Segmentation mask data
-------------------------

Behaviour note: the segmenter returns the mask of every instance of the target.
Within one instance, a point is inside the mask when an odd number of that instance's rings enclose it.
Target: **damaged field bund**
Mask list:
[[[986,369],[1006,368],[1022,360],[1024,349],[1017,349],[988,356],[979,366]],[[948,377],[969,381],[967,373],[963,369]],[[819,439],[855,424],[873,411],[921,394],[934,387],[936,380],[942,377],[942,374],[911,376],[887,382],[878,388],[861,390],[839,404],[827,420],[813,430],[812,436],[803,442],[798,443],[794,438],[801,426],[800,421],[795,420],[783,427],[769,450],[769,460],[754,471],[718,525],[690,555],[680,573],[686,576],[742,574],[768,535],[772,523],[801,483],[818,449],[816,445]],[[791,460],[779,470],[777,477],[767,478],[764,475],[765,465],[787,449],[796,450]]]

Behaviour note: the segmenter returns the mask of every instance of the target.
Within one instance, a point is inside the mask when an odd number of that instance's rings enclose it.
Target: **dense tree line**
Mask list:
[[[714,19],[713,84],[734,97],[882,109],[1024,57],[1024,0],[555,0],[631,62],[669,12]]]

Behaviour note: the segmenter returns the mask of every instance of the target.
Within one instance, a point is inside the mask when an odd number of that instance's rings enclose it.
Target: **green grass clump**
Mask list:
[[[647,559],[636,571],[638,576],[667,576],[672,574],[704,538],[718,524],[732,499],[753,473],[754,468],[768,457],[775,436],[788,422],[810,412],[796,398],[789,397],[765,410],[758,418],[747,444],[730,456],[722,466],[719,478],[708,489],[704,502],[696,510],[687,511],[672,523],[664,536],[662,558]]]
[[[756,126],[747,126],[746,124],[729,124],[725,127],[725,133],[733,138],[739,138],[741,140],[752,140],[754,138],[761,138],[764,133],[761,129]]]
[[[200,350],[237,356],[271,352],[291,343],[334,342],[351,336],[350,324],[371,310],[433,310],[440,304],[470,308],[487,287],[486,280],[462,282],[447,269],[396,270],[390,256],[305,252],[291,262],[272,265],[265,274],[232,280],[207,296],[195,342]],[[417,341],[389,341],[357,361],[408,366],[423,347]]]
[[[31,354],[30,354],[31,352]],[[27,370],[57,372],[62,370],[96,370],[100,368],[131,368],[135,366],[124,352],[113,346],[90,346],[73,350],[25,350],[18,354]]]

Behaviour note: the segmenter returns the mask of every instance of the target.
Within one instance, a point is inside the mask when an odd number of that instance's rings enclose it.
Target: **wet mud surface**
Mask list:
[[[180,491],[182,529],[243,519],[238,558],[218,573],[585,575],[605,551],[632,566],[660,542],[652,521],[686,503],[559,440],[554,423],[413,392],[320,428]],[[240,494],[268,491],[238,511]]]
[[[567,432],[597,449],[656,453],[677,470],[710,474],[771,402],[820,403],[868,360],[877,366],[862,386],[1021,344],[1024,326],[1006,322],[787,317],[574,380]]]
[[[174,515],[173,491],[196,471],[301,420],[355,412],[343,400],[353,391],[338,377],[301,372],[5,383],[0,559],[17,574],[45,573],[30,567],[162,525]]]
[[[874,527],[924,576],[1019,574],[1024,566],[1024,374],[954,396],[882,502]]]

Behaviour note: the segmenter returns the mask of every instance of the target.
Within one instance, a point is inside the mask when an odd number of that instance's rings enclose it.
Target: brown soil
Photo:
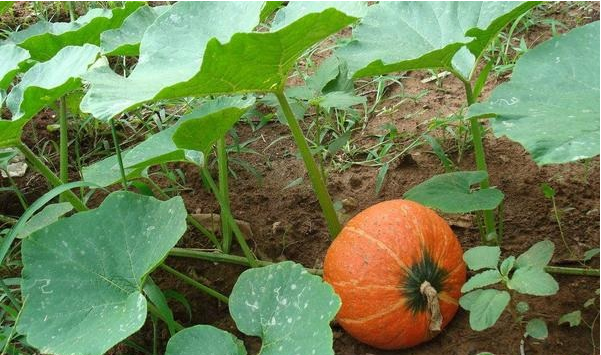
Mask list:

-------------------------

The expected output is an exact retyping of the lines from the line with "Target: **wet mud surface**" through the last line of the data, with both ends kept and the pictures dropped.

(ANSWER FOR THE TASK)
Target: **wet mud surface**
Mask list:
[[[180,491],[182,529],[243,519],[238,558],[218,573],[585,575],[605,551],[632,566],[660,542],[652,521],[686,503],[559,440],[554,423],[413,392],[320,428]],[[240,494],[268,491],[238,511]]]
[[[567,432],[597,449],[656,453],[677,470],[710,474],[771,402],[820,403],[868,360],[877,366],[862,386],[1021,344],[1024,326],[1006,322],[787,317],[574,380]]]
[[[174,515],[173,491],[196,471],[301,420],[355,412],[343,400],[353,391],[338,377],[301,372],[5,383],[0,559],[17,574],[45,573],[30,567],[162,525]]]
[[[874,527],[924,576],[1019,574],[1024,566],[1024,374],[954,396],[882,502]]]

Behaviour note: the segmenter returns the mask of every instance of the target.
Within one instance, a point is inside the mask when an odd number of that instance's rings enclose it.
Target: brown soil
Photo:
Mask list:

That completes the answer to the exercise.